Without omitting anything, return the records precisely as given.

━━━━━ EXCERPTED RECORDS

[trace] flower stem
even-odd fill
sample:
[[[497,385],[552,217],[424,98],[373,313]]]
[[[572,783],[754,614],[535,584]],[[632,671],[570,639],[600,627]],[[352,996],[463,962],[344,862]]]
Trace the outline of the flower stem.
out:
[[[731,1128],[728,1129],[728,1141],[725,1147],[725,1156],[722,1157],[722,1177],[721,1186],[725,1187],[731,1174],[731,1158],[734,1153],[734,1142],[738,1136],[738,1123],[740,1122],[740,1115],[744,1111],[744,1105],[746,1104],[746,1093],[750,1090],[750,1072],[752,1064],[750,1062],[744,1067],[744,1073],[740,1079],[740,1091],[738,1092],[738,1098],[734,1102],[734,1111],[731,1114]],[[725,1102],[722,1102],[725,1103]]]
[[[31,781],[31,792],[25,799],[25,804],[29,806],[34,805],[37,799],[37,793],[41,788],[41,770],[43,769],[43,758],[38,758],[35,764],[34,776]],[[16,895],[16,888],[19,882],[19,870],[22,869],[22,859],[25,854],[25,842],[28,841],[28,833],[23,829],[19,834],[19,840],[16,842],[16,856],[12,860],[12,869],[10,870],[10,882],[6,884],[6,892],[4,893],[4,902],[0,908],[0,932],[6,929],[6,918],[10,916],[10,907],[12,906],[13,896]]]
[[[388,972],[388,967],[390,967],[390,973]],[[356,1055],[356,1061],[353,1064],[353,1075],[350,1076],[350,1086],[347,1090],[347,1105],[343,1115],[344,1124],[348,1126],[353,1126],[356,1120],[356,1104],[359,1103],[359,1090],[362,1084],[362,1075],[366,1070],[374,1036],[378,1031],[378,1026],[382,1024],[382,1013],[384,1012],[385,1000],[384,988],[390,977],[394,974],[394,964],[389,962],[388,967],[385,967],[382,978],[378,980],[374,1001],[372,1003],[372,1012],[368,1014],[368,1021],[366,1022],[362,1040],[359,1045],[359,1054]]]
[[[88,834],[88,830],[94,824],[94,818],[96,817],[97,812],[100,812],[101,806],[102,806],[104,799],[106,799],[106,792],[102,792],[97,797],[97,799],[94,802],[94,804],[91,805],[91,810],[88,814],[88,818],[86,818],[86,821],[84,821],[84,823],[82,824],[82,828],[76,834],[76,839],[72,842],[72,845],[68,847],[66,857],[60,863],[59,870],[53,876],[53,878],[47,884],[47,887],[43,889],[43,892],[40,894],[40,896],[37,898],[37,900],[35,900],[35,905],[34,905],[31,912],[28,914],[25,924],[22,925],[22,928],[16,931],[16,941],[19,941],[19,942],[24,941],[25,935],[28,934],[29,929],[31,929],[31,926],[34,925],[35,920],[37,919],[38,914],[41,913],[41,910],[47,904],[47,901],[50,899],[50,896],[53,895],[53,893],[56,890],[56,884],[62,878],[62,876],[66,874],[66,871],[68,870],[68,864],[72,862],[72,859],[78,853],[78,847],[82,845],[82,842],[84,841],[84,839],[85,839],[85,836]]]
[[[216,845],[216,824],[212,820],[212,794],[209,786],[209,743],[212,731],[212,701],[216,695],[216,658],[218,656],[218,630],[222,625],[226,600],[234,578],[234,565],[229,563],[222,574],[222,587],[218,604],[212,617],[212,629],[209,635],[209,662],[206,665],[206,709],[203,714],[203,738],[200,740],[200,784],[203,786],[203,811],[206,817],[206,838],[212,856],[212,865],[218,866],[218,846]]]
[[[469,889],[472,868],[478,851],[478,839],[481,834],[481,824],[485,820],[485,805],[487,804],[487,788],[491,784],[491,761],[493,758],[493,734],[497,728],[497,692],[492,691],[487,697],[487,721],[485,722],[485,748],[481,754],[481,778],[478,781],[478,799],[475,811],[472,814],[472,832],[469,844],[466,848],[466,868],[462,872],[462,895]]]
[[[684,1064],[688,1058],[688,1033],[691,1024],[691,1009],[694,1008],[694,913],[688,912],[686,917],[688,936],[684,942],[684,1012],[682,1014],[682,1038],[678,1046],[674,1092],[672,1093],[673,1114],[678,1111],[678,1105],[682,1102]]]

━━━━━━━━━━

▶ CORRECT RESULT
[trace] flower stem
even-odd fill
sample:
[[[497,385],[552,217],[424,98],[373,313]]]
[[[572,783],[754,614],[535,584]],[[632,671],[570,639],[600,627]],[[352,996],[463,962],[344,862]]]
Trace the outline of the flower stem.
out:
[[[731,1128],[728,1129],[728,1141],[725,1147],[725,1156],[722,1157],[722,1177],[721,1186],[725,1187],[731,1174],[731,1158],[734,1153],[734,1142],[738,1136],[738,1123],[740,1122],[740,1115],[744,1111],[744,1105],[746,1104],[746,1093],[750,1090],[750,1072],[752,1064],[750,1062],[744,1067],[744,1073],[740,1079],[740,1091],[738,1092],[738,1098],[734,1102],[734,1111],[731,1114]],[[725,1102],[722,1102],[725,1103]]]
[[[31,781],[31,792],[25,799],[25,804],[29,806],[34,805],[37,799],[37,793],[41,788],[41,770],[43,769],[43,758],[38,758],[35,764],[34,776]],[[16,895],[16,888],[19,882],[19,870],[22,869],[22,859],[25,854],[25,842],[28,841],[28,833],[23,829],[19,834],[19,840],[16,842],[16,856],[12,860],[12,869],[10,870],[10,882],[6,884],[6,892],[4,893],[4,902],[0,908],[0,932],[6,929],[6,918],[10,916],[10,907],[12,906],[13,896]]]
[[[388,972],[388,967],[390,967],[390,973]],[[356,1055],[356,1061],[353,1064],[353,1075],[350,1076],[350,1086],[347,1090],[347,1105],[343,1115],[344,1124],[348,1126],[353,1126],[356,1120],[356,1104],[359,1103],[359,1090],[362,1084],[362,1075],[366,1070],[374,1036],[378,1031],[378,1026],[382,1024],[382,1013],[384,1012],[385,1000],[384,988],[390,977],[394,974],[394,964],[389,962],[388,967],[385,967],[382,978],[378,980],[374,1001],[372,1003],[372,1012],[368,1014],[368,1021],[366,1022],[362,1040],[359,1045],[359,1054]]]
[[[88,834],[88,830],[94,824],[94,818],[96,817],[97,812],[100,812],[101,806],[102,806],[104,799],[106,799],[106,792],[102,792],[97,797],[97,799],[94,802],[94,804],[91,805],[91,810],[88,814],[88,818],[86,818],[86,821],[84,821],[84,823],[82,824],[82,828],[76,834],[76,839],[72,842],[72,845],[68,847],[66,857],[60,863],[59,870],[53,876],[53,878],[47,884],[47,887],[43,889],[43,892],[40,894],[40,896],[37,898],[37,900],[35,900],[35,905],[34,905],[31,912],[28,914],[25,924],[22,925],[22,928],[16,931],[16,941],[19,941],[19,942],[24,941],[25,935],[28,934],[29,929],[31,929],[31,926],[34,925],[35,920],[37,919],[38,914],[41,913],[41,910],[47,904],[47,901],[50,899],[50,896],[53,895],[53,893],[56,890],[56,884],[62,878],[62,876],[66,874],[66,871],[68,870],[68,864],[72,862],[72,859],[78,853],[78,847],[82,845],[82,842],[84,841],[84,839],[85,839],[85,836]]]
[[[216,845],[216,824],[212,820],[212,794],[209,786],[209,743],[212,731],[212,701],[216,695],[216,658],[218,656],[218,630],[222,625],[226,600],[234,578],[234,565],[229,563],[222,574],[222,587],[218,604],[212,617],[212,629],[209,635],[209,662],[206,665],[206,709],[203,714],[203,738],[200,740],[200,784],[203,786],[203,811],[206,817],[206,838],[212,856],[212,865],[218,866],[218,846]]]
[[[469,889],[472,868],[478,851],[478,839],[481,834],[481,824],[485,820],[485,805],[487,804],[487,788],[491,784],[491,761],[493,758],[493,734],[497,728],[497,692],[492,691],[487,697],[487,721],[485,722],[485,748],[481,754],[481,778],[478,781],[478,799],[475,811],[472,814],[472,832],[469,844],[466,848],[466,868],[462,872],[462,895]]]
[[[684,1064],[688,1058],[688,1033],[691,1024],[691,1009],[694,1008],[694,913],[688,912],[686,917],[688,936],[684,942],[684,1012],[682,1014],[682,1038],[678,1046],[674,1092],[672,1093],[673,1114],[678,1111],[678,1105],[682,1102]]]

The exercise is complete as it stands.